··· LISTED RECORDS ···

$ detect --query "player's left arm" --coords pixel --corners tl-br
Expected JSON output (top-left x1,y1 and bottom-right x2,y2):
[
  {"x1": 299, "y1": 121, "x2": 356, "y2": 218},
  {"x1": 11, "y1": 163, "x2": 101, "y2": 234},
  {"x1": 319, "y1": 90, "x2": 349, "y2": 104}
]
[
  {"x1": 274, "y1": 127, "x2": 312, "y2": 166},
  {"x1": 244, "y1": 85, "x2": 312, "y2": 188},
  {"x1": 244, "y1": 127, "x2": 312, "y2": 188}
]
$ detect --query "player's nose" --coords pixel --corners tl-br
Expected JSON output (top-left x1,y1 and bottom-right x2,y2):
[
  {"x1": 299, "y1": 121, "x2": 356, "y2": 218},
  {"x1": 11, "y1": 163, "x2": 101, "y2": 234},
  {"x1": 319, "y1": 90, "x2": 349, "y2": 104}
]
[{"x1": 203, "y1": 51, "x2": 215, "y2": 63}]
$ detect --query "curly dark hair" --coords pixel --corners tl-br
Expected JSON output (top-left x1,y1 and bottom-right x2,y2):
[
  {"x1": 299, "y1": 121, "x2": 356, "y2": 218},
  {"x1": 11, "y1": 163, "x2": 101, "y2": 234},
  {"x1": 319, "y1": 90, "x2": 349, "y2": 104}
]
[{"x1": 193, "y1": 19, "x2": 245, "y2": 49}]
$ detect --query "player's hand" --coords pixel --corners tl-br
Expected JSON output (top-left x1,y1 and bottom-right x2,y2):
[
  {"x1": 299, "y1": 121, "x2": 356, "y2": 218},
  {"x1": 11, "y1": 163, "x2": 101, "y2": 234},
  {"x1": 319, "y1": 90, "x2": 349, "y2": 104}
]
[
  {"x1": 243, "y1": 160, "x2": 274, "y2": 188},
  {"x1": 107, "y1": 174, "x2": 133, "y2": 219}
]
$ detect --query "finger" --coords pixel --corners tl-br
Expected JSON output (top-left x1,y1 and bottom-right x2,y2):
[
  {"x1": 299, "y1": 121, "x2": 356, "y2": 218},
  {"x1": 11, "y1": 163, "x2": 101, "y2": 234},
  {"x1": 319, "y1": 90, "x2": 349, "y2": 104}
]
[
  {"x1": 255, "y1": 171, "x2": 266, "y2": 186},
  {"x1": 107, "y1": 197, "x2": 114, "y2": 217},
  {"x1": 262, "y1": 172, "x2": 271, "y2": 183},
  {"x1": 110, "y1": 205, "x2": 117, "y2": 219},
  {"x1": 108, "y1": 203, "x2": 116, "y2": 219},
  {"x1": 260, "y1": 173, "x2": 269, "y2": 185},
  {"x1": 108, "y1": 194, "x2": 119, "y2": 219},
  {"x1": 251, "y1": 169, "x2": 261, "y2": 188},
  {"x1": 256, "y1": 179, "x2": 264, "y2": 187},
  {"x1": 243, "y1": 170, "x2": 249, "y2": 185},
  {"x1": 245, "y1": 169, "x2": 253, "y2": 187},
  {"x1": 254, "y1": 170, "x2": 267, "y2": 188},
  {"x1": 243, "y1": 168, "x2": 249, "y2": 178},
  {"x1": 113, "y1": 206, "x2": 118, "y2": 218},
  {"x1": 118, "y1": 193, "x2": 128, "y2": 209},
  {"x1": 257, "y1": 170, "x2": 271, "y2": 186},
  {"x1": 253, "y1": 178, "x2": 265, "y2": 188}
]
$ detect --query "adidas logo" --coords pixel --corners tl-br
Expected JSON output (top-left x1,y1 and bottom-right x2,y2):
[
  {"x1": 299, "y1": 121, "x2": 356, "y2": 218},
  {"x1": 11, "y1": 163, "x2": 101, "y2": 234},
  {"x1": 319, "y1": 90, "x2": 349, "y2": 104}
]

···

**EXERCISE:** Return the entries in full, keeping every line exactly as it is.

**TASK OUTPUT:**
$ detect --query "player's left arm" --coords pixel --corners tl-br
Expected JSON output (top-left x1,y1 and bottom-right x2,y2):
[
  {"x1": 299, "y1": 121, "x2": 356, "y2": 218},
  {"x1": 11, "y1": 163, "x2": 101, "y2": 234},
  {"x1": 319, "y1": 90, "x2": 349, "y2": 104}
]
[
  {"x1": 274, "y1": 127, "x2": 312, "y2": 166},
  {"x1": 244, "y1": 85, "x2": 312, "y2": 188},
  {"x1": 244, "y1": 127, "x2": 312, "y2": 188}
]
$ detect --query "player's nose" --coords pixel --corners tl-br
Expected JSON output (top-left x1,y1 and bottom-right x2,y2):
[
  {"x1": 299, "y1": 121, "x2": 356, "y2": 218},
  {"x1": 11, "y1": 163, "x2": 101, "y2": 234},
  {"x1": 319, "y1": 90, "x2": 349, "y2": 104}
]
[{"x1": 203, "y1": 51, "x2": 215, "y2": 63}]
$ detect --query "curly dark hair" --coords pixel --corners tl-br
Expected JSON output (top-left x1,y1 and bottom-right x2,y2):
[
  {"x1": 299, "y1": 121, "x2": 356, "y2": 218},
  {"x1": 11, "y1": 163, "x2": 101, "y2": 234},
  {"x1": 319, "y1": 90, "x2": 349, "y2": 104}
]
[{"x1": 193, "y1": 19, "x2": 245, "y2": 49}]
$ detect --query "player's hand" --coords pixel --corners tl-br
Expected JSON output (top-left x1,y1 and bottom-right x2,y2):
[
  {"x1": 299, "y1": 121, "x2": 356, "y2": 218},
  {"x1": 11, "y1": 163, "x2": 101, "y2": 234},
  {"x1": 319, "y1": 90, "x2": 349, "y2": 104}
]
[
  {"x1": 243, "y1": 160, "x2": 274, "y2": 188},
  {"x1": 107, "y1": 174, "x2": 133, "y2": 219}
]
$ detect --query "finger" --coords pixel --corners tl-br
Expected JSON output (top-left x1,y1 and bottom-right x2,y2):
[
  {"x1": 299, "y1": 121, "x2": 356, "y2": 218},
  {"x1": 11, "y1": 163, "x2": 101, "y2": 234},
  {"x1": 319, "y1": 90, "x2": 349, "y2": 104}
]
[
  {"x1": 255, "y1": 171, "x2": 266, "y2": 186},
  {"x1": 107, "y1": 197, "x2": 114, "y2": 217},
  {"x1": 262, "y1": 172, "x2": 271, "y2": 183},
  {"x1": 110, "y1": 205, "x2": 117, "y2": 219},
  {"x1": 108, "y1": 203, "x2": 116, "y2": 219},
  {"x1": 260, "y1": 173, "x2": 269, "y2": 185},
  {"x1": 108, "y1": 194, "x2": 119, "y2": 219},
  {"x1": 251, "y1": 169, "x2": 261, "y2": 188},
  {"x1": 256, "y1": 179, "x2": 264, "y2": 187},
  {"x1": 243, "y1": 170, "x2": 249, "y2": 185},
  {"x1": 245, "y1": 169, "x2": 253, "y2": 187},
  {"x1": 254, "y1": 170, "x2": 267, "y2": 188},
  {"x1": 243, "y1": 168, "x2": 249, "y2": 178},
  {"x1": 113, "y1": 206, "x2": 118, "y2": 218},
  {"x1": 118, "y1": 193, "x2": 128, "y2": 209},
  {"x1": 257, "y1": 170, "x2": 271, "y2": 186},
  {"x1": 253, "y1": 178, "x2": 265, "y2": 188}
]
$ detect --query "adidas logo" --coords pixel --corners tl-br
Expected JSON output (top-left x1,y1 and bottom-right x2,y2):
[
  {"x1": 299, "y1": 121, "x2": 356, "y2": 218},
  {"x1": 11, "y1": 163, "x2": 101, "y2": 234},
  {"x1": 319, "y1": 90, "x2": 349, "y2": 104}
]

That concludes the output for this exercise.